----- RECORDS TO PROCESS

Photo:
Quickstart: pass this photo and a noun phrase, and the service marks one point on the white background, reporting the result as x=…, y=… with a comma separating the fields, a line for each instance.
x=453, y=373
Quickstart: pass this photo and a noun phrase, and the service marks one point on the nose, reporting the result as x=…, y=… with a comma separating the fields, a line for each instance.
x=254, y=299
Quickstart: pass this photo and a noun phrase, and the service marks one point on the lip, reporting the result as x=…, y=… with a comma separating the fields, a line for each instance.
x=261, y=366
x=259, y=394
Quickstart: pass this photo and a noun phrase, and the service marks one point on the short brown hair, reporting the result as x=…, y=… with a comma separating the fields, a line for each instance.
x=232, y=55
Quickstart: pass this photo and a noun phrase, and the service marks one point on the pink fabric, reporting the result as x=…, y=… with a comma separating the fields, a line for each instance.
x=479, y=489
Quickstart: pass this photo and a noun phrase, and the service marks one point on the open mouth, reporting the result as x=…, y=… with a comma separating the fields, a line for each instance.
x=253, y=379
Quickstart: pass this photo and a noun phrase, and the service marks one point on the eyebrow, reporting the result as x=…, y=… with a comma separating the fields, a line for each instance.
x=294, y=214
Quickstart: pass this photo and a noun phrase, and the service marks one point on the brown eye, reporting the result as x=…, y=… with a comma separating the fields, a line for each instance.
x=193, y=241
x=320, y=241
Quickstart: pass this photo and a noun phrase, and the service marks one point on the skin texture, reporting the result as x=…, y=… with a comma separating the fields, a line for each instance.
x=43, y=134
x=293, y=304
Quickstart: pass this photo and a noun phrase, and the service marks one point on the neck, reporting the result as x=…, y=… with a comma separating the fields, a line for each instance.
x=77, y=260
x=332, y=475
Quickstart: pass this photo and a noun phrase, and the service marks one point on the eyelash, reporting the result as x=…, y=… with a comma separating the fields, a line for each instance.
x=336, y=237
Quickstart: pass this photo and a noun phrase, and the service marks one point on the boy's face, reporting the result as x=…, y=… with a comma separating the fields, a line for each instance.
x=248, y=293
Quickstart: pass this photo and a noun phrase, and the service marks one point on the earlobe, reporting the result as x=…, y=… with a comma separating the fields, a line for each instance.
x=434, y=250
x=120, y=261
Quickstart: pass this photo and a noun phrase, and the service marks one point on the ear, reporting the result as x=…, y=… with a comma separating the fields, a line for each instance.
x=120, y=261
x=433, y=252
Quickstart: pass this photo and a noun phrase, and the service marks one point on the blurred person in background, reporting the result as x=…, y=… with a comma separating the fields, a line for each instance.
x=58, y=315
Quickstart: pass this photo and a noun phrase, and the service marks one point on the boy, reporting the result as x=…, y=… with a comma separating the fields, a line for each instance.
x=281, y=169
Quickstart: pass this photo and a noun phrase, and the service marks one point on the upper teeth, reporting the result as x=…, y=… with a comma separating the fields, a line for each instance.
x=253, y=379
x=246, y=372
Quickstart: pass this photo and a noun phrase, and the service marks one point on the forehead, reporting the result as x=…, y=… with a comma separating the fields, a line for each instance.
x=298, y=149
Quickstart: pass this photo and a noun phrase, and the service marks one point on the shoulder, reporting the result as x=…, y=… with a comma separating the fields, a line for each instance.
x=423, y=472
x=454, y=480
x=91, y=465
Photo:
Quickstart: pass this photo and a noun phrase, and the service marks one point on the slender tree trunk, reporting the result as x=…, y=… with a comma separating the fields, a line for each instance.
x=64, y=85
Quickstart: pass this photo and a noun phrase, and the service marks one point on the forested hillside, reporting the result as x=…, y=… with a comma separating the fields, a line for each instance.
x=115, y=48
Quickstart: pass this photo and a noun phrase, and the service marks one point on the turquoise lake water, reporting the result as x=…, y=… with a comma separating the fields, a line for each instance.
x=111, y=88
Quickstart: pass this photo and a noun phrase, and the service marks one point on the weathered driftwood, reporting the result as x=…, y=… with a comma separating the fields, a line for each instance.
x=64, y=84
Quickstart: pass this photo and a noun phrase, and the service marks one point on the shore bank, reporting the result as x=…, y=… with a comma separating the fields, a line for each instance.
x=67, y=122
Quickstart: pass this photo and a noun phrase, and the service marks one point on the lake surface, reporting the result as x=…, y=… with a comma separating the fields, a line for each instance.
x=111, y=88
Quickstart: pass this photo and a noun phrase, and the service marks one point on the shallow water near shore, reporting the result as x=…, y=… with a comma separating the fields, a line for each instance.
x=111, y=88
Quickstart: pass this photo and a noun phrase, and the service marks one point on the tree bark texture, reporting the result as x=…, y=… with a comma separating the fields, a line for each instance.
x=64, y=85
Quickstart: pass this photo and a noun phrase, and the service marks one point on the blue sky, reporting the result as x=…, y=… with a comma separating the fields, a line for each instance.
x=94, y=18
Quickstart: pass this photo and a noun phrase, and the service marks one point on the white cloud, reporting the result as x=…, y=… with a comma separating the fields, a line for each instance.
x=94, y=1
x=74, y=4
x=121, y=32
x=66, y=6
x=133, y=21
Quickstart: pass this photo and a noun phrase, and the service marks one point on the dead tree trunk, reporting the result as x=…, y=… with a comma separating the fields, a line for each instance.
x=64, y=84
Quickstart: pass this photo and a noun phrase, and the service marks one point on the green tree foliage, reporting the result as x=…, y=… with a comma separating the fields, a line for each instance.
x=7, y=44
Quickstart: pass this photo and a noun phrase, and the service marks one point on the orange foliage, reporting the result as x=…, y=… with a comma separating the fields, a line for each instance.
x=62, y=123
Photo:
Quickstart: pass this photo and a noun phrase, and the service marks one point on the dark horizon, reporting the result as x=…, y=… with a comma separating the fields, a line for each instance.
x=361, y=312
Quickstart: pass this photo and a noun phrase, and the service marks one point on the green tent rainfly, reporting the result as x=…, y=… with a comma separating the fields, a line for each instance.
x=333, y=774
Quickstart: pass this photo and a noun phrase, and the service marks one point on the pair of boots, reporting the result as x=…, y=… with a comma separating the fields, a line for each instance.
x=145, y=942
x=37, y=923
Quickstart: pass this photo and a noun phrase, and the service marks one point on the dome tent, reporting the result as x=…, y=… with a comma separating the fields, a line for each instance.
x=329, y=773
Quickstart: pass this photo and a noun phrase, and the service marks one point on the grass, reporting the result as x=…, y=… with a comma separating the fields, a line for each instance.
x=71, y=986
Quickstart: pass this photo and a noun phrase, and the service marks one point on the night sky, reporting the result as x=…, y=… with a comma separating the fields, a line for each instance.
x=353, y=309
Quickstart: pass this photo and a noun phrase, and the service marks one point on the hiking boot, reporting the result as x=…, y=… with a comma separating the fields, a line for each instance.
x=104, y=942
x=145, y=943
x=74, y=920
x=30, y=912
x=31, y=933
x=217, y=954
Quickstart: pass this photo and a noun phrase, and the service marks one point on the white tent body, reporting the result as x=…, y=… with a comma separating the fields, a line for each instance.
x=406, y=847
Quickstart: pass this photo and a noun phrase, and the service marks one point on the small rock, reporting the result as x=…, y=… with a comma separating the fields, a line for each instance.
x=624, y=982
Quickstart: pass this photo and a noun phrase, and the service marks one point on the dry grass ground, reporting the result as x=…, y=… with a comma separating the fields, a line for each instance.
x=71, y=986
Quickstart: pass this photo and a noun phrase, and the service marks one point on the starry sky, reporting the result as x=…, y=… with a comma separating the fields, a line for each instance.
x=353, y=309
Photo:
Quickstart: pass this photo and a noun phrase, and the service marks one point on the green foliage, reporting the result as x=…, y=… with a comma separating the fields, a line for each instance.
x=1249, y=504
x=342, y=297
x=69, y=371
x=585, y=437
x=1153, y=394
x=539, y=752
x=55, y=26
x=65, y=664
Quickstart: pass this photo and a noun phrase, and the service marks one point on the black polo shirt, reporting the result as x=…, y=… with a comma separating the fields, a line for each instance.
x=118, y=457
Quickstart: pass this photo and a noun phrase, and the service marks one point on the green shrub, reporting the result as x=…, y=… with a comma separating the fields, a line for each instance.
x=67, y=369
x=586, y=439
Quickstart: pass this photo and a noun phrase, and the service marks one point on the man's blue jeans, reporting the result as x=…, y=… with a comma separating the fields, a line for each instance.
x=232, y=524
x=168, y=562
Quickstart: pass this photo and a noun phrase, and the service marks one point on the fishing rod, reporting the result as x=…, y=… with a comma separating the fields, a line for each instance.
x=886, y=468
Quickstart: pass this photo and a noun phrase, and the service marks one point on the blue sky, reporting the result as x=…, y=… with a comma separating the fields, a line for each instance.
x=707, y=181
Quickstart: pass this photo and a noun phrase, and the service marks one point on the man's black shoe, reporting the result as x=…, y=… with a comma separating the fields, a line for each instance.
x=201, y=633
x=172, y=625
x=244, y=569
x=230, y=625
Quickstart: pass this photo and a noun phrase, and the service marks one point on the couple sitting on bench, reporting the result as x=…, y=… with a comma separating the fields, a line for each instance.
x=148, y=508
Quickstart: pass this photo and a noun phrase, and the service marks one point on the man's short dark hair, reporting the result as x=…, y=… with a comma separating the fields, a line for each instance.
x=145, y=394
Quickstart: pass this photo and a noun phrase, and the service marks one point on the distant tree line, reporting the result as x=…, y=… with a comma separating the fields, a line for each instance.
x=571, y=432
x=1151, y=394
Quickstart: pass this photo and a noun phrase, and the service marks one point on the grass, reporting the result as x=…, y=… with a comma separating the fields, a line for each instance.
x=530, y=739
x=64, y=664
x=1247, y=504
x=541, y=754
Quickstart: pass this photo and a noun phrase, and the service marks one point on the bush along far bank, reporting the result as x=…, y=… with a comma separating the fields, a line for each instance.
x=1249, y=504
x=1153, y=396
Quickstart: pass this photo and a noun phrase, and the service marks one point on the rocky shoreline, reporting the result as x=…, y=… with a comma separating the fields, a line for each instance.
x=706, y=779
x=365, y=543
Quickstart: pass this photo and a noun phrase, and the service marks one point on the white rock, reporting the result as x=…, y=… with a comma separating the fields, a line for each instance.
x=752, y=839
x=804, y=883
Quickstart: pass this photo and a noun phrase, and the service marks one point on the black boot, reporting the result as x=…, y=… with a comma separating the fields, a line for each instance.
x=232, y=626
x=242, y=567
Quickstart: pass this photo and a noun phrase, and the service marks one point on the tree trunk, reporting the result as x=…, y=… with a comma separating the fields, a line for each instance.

----------

▶ _WHAT YOU SHOULD DO_: The answer is the line with "black boot, reporting" plus every line after it, printed exactly as they appear above.

▶ _TASK ANSWER_:
Quickstart: pass this photo and a noun phrase, and the service marks one point on the black boot, reporting the result as x=…, y=… with a comma separating the fields, a line for each instance.
x=232, y=626
x=242, y=567
Quickstart: pass this photo and a noun phrase, and the service marks one point on the tree trunk, reporting the result as x=…, y=… with a comma separating the fields, a line for each instance.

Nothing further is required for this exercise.